**ASSIGNED TASK A:** From the article on the FCA's business interruption test case below, copy everything from "It seems that" down to "without a lockdown?).".
**ASSIGNED TASK B:** According to the article on the FCA's business interruption test case below, why are insurers expected to point to Sweden?

Start of SUPPLIED TEXT

The first Case Management Conference (“CMC”) in the FCA’s test case on business interruption (“BI”) insurance coverage took place earlier this week before Judge Christopher Butcher.
At a day-long virtual hearing, the Court decided a number of important procedural issues including the following:
- The claim was granted “test case” status in the Court‘s Financial List;
- The defendant insurers’ defences are due to be served on 24 June 2020;
- A second CMC is due to take place on 26 June 2020; and
- An expedited trial will take place on 20 July 2020 in the High Court before Judge Butcher and Court of Appeal Lord Justice Julian Flaux and is due to last 8 days.
However the debate between the various parties’ legal representatives at the CMC shone a light on some of the important areas of likely controversy at trial.
It seems that some of the defendant insurers will argue that insured businesses would have suffered financial loss as a result of the prevalence of COVID-19 in the UK regardless of the Government mandated lockdown measures (such measures forming the trigger for cover in many non- damage BI policies). Insurers are suggesting therefore the relevant BI losses should not be covered under the policy at all or should be severely reduced (for example what would have been the trading position in a country suffering from COVID-19 but without a lockdown?).
Insurers are likely to seek support in this regard from a comparison with BI losses in Sweden which suffered from COVID-19 but which did not impose anything like the same mandatory restrictions on use and denial of access as imposed in the UK. Therefore, it looks as if the insurers will ask the Court to consider a situation in which the rules and regulations were not in place in the UK but COVID-19 nonetheless existed
In also seems that the FCA will seek to argue, supported by the Cambridge Analysis (relied upon by the Government in determining the “R” number, rate of infection), that COVID-19 was prevalent in the UK even before the start of the Government mandated lockdown and well above the number of reported cases.

End of SUPPLIED TEXT
Start of EXERCISE DATA

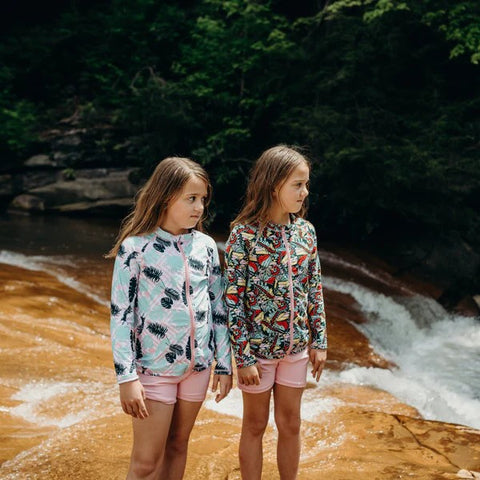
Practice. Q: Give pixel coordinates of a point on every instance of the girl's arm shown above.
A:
(316, 310)
(316, 313)
(236, 259)
(124, 293)
(219, 314)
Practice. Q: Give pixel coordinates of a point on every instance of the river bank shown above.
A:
(59, 408)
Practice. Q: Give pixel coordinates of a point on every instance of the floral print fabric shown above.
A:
(274, 291)
(167, 293)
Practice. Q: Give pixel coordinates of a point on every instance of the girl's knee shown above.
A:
(143, 467)
(177, 443)
(254, 426)
(288, 424)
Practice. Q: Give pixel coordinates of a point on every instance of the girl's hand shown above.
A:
(225, 382)
(318, 358)
(249, 375)
(132, 398)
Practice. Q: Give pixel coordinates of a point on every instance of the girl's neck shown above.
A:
(175, 231)
(278, 216)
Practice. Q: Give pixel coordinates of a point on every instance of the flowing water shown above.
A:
(436, 355)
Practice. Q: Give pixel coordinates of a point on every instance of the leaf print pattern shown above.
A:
(153, 273)
(114, 309)
(119, 369)
(219, 318)
(129, 258)
(149, 306)
(157, 329)
(126, 313)
(141, 325)
(259, 274)
(166, 302)
(184, 295)
(138, 349)
(132, 289)
(173, 294)
(211, 342)
(176, 349)
(196, 264)
(188, 350)
(160, 244)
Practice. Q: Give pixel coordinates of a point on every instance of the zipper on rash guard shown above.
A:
(190, 309)
(290, 288)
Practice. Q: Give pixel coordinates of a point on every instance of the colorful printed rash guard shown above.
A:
(167, 295)
(274, 291)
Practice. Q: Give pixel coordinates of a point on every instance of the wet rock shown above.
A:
(94, 190)
(28, 202)
(40, 161)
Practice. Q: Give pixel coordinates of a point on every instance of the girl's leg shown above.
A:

End of EXERCISE DATA

**WRITTEN RESPONSE A:**
It seems that some of the defendant insurers will argue that insured businesses would have suffered financial loss as a result of the prevalence of COVID-19 in the UK regardless of the Government mandated lockdown measures (such measures forming the trigger for cover in many non- damage BI policies). Insurers are suggesting therefore the relevant BI losses should not be covered under the policy at all or should be severely reduced (for example what would have been the trading position in a country suffering from COVID-19 but without a lockdown?).

**WRITTEN RESPONSE B:** Sweden suffered from COVID-19 but did not impose anything like the mandatory restrictions on use and denial of access that the UK imposed. A comparison with its business interruption losses would therefore help insurers ask the Court to consider COVID-19 without the UK's rules and regulations. That supports their argument that businesses would have suffered losses regardless of the lockdown.